Duplicate the lines running from the one that contains "Mark one point on each instance of the dark green" through the one that contains "[(460, 292)]", with both of those lines included and nothing else.

--- Start of GIVEN DATA ---

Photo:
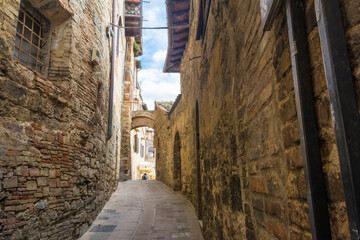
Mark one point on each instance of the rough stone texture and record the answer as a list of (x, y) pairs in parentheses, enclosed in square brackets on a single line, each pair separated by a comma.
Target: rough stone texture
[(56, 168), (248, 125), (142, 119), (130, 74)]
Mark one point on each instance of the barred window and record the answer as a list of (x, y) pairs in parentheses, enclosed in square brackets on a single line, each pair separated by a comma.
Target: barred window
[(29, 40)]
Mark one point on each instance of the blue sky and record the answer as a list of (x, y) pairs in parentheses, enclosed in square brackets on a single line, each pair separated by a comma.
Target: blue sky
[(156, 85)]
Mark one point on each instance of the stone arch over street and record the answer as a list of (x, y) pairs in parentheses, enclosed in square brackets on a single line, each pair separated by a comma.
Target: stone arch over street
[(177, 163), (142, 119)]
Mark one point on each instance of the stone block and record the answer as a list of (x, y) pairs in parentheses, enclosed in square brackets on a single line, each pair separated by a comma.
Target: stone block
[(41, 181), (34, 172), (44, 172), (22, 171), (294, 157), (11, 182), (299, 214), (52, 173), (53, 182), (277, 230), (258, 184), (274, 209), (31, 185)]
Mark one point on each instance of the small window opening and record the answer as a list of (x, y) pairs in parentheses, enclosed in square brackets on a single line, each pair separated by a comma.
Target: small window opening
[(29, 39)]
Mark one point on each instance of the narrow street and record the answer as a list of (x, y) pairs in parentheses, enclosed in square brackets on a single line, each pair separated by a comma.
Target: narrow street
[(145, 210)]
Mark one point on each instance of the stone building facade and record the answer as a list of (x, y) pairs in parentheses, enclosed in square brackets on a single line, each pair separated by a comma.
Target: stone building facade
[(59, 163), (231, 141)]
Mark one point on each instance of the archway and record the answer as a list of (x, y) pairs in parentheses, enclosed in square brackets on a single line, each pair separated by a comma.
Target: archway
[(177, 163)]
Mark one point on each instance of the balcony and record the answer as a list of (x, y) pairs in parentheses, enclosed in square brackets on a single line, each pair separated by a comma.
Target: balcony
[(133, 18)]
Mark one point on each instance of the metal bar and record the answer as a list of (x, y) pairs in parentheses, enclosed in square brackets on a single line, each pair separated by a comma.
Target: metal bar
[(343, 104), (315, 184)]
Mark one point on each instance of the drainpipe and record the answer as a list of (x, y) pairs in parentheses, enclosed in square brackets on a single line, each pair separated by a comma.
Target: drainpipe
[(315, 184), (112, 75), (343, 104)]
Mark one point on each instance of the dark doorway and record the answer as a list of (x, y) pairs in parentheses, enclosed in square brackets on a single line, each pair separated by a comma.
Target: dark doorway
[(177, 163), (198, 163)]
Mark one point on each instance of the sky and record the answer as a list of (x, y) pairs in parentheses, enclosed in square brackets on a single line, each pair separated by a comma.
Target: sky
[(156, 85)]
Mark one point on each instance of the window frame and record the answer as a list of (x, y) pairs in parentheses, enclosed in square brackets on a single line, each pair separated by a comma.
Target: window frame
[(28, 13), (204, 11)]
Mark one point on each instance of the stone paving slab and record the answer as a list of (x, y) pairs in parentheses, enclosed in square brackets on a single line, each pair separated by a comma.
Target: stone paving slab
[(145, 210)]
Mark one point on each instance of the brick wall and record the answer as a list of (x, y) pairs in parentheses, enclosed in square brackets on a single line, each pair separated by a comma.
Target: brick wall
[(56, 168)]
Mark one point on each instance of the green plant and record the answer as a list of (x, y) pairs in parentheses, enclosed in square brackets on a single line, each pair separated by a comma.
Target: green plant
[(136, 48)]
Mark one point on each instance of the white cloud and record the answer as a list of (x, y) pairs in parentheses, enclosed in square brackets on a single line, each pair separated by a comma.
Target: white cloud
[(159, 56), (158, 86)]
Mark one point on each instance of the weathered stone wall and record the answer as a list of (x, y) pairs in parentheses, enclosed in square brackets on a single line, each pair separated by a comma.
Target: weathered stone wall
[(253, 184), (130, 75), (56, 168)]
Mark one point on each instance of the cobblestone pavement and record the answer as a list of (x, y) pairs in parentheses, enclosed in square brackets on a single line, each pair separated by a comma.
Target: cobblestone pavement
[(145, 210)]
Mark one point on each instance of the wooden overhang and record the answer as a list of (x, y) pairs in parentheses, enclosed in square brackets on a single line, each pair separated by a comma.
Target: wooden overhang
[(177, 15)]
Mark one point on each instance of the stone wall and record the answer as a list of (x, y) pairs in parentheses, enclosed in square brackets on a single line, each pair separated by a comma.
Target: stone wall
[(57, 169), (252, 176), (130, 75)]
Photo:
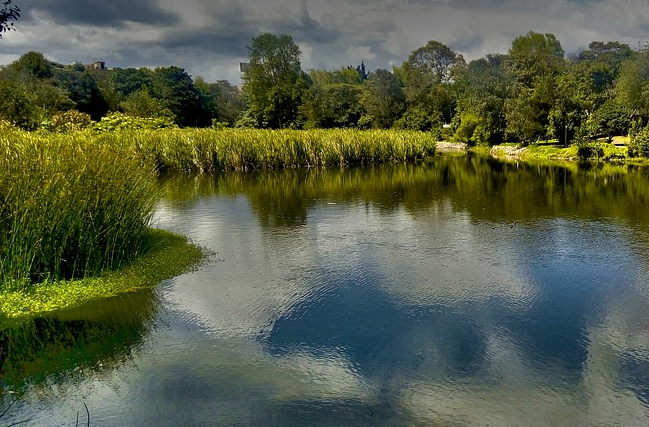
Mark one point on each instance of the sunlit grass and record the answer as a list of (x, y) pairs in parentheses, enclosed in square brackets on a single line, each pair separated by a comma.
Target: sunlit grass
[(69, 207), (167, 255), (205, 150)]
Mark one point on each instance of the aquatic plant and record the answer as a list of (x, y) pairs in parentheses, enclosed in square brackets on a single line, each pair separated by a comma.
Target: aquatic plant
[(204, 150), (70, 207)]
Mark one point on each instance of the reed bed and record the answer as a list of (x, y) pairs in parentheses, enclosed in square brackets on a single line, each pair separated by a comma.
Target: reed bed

--- End of GIVEN DATA ---
--- Start of GIVEN DATA ---

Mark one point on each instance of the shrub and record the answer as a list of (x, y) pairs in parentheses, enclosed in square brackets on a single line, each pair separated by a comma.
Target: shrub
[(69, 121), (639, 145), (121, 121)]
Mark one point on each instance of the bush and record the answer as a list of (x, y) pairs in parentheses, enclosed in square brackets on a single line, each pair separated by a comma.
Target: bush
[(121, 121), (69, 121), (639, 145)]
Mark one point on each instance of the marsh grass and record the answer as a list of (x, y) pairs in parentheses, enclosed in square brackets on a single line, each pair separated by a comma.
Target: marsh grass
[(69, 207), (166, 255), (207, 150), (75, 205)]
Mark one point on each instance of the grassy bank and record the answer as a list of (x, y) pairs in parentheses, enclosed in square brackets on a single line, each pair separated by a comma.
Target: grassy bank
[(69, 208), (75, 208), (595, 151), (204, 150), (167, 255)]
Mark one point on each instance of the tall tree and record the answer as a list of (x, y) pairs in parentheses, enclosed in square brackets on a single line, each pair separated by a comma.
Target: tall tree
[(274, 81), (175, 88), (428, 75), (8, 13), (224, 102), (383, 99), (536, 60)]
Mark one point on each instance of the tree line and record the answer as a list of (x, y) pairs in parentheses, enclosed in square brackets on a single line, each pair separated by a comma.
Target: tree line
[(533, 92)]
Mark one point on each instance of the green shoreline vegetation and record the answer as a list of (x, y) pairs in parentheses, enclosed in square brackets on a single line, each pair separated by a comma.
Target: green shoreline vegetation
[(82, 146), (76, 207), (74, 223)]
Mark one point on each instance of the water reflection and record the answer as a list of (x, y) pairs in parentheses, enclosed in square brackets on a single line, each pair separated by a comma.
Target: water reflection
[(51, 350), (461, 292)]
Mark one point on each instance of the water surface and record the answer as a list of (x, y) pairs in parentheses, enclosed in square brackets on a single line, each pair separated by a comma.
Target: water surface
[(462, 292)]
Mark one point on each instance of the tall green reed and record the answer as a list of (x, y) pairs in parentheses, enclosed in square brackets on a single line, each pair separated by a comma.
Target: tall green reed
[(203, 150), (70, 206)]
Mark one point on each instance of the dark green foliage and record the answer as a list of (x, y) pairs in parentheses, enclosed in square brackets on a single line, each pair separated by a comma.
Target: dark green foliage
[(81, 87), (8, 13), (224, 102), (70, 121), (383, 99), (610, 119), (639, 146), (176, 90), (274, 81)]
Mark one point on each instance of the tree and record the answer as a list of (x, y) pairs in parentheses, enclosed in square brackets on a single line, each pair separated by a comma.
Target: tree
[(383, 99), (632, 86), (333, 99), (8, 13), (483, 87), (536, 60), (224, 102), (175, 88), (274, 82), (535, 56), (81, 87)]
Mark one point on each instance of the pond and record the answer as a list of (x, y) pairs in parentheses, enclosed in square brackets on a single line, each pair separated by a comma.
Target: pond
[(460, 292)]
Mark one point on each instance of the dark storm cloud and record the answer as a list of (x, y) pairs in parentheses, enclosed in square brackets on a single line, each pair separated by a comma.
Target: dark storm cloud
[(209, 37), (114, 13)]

--- End of GIVEN DATA ---

### RESPONSE TO THIS TASK
Mark one point on each instance of the dark green foliage and record the answer as a list of (x, y) pairs in parentheses, enclosed in square brackets on a single line, each pair separated by a comma.
Target: dark green foliage
[(81, 87), (8, 13), (224, 102), (70, 121), (383, 99), (610, 119), (639, 146), (176, 90), (274, 81)]
Mark one point on each instance of the tree and record the answer as a list of (x, y) pairs in parentheses, enclosed in square brackets on a single line, each pair separated by a comma.
Target: tree
[(383, 99), (632, 86), (333, 99), (8, 13), (483, 87), (536, 60), (224, 102), (175, 88), (274, 82), (535, 56), (81, 87)]
Mark one point on each instance of the pond and record the answer as a list of (x, y) pairs in parentheses, enclosed in square brackets on a single line, each pair separated by a comma.
Target: pond
[(460, 292)]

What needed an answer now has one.